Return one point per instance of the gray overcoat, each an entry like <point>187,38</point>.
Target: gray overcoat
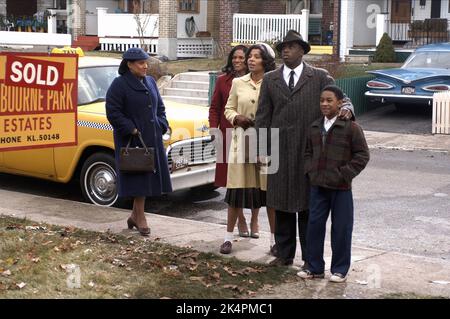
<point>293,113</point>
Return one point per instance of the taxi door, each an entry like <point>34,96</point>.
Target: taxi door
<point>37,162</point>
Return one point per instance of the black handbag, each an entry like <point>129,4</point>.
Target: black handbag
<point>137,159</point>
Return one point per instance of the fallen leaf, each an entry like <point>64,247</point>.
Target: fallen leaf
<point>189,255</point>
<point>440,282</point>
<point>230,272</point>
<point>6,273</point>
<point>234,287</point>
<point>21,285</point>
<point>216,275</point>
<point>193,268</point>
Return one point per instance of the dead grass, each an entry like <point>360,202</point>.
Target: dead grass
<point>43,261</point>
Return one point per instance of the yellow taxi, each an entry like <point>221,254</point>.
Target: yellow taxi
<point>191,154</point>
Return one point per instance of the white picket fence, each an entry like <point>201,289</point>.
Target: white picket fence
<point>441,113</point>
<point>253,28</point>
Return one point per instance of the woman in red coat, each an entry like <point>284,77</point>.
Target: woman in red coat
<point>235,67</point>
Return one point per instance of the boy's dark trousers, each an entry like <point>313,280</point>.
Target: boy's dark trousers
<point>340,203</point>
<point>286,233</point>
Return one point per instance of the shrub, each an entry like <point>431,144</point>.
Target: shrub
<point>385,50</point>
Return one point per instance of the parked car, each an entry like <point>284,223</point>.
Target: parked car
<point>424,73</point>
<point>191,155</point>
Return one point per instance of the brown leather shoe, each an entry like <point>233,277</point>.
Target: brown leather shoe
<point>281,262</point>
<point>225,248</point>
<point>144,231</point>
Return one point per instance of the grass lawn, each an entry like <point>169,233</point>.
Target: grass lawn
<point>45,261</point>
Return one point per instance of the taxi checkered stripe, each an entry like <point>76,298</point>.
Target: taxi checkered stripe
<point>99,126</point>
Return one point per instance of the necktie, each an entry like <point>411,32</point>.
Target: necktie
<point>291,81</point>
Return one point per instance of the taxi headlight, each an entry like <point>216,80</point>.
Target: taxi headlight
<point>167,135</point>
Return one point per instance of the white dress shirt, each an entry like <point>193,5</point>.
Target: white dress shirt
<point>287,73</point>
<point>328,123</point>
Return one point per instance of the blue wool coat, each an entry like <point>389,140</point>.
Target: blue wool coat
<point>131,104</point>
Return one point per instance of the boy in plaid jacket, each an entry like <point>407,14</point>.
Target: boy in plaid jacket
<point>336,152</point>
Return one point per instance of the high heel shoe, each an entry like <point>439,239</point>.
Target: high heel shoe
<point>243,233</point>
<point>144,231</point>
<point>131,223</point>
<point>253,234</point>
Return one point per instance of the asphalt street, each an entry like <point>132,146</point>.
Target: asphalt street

________

• [Directions for this task]: Pull out every line holding "street" from the records above, and copy it.

• [Written answer]:
Return one point per instance of the asphalt street, each an entry like <point>132,146</point>.
Target: asphalt street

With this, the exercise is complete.